Swap "Locate" for "Find" in the records from the start up to and including the line with "[254, 697, 304, 720]", leaving everything else unchanged, and give only those lines.
----
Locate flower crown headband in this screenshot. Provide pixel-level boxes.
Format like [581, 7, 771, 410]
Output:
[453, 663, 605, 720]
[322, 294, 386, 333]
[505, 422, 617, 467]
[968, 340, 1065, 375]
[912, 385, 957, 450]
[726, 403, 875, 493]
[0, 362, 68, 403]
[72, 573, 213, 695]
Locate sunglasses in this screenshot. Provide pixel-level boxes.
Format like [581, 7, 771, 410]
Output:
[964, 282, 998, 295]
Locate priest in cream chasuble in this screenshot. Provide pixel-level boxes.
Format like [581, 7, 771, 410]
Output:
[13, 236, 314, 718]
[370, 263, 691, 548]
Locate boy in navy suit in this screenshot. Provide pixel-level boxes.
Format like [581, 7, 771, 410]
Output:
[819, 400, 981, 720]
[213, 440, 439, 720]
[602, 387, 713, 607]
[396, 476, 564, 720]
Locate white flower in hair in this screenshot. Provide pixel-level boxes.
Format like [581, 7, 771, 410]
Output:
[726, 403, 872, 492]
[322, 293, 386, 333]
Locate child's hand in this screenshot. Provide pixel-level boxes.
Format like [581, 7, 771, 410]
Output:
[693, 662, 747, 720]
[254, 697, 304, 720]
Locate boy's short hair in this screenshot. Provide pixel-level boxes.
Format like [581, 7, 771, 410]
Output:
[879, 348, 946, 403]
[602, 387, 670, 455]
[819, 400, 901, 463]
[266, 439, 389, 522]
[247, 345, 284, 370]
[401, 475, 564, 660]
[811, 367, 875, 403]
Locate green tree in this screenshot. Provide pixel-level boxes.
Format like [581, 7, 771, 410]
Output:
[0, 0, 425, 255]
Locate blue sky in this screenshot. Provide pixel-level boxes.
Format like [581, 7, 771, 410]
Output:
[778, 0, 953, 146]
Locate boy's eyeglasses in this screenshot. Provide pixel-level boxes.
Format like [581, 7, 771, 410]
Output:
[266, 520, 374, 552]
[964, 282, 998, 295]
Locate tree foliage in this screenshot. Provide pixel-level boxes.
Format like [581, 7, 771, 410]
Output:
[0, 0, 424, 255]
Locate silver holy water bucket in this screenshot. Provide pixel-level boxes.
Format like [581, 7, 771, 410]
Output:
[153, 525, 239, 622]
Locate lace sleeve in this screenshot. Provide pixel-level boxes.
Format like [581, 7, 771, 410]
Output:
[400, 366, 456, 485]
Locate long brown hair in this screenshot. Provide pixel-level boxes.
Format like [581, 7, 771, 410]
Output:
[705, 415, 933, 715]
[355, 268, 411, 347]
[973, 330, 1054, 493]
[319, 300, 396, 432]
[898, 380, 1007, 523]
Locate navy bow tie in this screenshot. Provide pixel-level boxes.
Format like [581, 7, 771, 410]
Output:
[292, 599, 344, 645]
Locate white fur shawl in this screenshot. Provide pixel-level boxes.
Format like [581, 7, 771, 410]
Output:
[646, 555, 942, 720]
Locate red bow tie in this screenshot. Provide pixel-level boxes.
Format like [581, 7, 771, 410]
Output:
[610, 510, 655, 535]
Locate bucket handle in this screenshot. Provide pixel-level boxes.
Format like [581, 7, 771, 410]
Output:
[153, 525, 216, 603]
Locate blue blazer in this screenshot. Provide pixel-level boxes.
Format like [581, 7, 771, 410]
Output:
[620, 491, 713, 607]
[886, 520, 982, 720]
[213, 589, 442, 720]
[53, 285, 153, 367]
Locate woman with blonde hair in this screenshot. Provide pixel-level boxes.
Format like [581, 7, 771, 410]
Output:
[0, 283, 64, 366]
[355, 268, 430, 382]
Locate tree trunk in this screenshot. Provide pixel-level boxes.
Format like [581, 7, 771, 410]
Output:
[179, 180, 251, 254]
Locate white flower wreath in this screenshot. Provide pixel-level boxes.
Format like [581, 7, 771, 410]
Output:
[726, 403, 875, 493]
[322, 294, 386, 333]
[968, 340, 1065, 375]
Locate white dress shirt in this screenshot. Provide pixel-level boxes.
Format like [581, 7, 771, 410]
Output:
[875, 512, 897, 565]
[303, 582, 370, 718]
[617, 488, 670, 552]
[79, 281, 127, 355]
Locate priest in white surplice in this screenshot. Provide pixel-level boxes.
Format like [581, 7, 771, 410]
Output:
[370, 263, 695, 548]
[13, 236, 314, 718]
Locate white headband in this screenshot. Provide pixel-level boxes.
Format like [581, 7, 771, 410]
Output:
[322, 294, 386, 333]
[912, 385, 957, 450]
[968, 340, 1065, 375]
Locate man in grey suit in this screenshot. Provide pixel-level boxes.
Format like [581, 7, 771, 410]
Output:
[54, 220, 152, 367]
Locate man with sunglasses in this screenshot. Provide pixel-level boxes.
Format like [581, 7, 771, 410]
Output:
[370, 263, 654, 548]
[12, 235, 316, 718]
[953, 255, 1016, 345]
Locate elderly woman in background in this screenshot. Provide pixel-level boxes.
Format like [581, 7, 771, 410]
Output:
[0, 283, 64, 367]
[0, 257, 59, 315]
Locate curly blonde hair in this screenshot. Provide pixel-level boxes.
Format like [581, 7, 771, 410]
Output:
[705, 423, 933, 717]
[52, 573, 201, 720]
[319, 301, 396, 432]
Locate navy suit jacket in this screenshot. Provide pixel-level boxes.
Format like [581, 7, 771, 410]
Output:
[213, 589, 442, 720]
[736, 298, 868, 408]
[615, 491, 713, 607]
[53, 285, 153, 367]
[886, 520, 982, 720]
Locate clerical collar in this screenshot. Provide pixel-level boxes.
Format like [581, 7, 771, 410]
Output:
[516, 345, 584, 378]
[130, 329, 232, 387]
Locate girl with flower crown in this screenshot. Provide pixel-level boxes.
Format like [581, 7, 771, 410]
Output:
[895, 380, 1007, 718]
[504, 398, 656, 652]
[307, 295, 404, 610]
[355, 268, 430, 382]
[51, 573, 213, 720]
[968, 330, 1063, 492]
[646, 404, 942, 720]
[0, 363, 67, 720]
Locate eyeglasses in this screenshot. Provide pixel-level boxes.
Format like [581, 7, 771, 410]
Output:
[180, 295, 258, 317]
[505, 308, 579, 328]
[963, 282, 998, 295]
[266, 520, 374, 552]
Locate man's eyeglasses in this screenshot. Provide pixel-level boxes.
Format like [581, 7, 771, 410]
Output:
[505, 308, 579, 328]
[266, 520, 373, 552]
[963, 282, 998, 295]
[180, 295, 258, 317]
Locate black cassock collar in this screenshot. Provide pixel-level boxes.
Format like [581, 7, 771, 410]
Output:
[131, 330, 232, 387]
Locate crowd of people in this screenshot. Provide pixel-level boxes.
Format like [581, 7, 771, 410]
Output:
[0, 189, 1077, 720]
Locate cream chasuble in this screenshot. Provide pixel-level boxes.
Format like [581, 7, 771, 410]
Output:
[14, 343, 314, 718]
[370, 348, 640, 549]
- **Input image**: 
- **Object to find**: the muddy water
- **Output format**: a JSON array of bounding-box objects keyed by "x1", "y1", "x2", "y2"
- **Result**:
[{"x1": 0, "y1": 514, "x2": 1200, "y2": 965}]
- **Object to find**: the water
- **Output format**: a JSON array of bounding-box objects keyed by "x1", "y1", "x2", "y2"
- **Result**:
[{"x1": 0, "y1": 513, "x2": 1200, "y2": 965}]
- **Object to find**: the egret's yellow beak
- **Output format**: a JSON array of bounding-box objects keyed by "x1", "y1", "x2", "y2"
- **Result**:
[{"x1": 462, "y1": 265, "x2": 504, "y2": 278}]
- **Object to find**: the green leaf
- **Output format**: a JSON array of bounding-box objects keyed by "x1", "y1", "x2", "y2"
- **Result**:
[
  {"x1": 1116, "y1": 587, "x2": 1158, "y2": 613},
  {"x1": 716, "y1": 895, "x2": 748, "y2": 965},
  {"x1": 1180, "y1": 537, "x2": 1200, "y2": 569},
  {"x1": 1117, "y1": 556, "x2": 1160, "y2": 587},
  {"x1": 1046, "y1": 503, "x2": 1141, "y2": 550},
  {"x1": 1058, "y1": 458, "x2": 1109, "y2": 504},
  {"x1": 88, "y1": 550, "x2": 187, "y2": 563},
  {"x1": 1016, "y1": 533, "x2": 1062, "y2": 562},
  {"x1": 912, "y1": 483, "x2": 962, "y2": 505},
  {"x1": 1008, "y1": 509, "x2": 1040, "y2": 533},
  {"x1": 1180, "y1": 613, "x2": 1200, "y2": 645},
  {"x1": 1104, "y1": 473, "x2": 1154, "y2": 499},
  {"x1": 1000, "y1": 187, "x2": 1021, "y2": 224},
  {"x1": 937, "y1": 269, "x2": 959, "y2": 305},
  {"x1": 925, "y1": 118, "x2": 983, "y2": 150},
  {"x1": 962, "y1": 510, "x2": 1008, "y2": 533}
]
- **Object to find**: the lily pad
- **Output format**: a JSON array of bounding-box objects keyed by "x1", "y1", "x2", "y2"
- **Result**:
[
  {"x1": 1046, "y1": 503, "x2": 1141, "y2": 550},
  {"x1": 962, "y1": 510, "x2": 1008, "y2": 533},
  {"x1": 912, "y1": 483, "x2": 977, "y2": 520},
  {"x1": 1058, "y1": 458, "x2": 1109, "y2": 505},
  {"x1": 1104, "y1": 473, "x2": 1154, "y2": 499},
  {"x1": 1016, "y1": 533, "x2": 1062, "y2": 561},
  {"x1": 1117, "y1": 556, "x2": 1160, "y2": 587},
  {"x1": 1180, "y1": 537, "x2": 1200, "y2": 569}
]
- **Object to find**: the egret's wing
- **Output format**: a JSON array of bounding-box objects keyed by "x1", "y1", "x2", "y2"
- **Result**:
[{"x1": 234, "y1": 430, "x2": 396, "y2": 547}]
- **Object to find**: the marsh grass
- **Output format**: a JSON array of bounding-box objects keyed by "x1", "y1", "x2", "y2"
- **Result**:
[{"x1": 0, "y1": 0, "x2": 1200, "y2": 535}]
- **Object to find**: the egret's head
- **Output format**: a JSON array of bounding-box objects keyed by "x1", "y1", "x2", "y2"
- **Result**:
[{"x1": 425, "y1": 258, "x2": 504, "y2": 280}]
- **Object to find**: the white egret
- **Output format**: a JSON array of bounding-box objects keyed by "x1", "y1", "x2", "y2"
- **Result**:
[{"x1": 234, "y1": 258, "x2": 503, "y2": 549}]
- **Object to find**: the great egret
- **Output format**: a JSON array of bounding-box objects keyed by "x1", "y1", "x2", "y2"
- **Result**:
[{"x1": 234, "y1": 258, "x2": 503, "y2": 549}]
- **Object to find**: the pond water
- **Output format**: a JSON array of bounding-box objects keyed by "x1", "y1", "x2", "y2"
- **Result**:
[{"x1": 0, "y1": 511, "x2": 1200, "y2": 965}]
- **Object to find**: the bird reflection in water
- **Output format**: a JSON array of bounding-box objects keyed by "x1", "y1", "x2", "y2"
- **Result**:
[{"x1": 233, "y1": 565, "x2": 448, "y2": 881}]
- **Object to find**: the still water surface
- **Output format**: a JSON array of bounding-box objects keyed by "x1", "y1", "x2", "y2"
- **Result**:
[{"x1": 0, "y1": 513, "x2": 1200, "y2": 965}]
----
→ **Solution**
Find flower crown headband in this screenshot. Provide pixel-level boxes.
Format like [581, 7, 771, 410]
Output:
[453, 663, 605, 720]
[322, 294, 386, 333]
[505, 422, 617, 467]
[968, 340, 1065, 375]
[912, 385, 957, 450]
[726, 403, 875, 493]
[0, 362, 68, 403]
[72, 573, 213, 695]
Find sunglasses in this screenshot. Provide pixel-level boxes.
Format like [581, 7, 771, 410]
Output:
[964, 282, 998, 295]
Find priest in cream chasuble in this screenshot. Provide pixel-level boxes.
Format like [581, 7, 771, 410]
Output:
[13, 236, 314, 718]
[370, 263, 691, 548]
Find boy in navy suit in this screenshot. Provide pixel-level boxes.
Format like [581, 7, 771, 410]
Output:
[819, 400, 981, 720]
[213, 440, 439, 720]
[602, 387, 713, 607]
[396, 476, 564, 720]
Find white flower in hair in this screenshot. Provide pixel-level boxes.
Format like [581, 7, 771, 410]
Output:
[726, 403, 872, 492]
[322, 293, 386, 333]
Find child's hand in this screenshot. Provide pixel-level boxes.
Format like [581, 7, 771, 410]
Output:
[693, 662, 747, 720]
[254, 697, 304, 720]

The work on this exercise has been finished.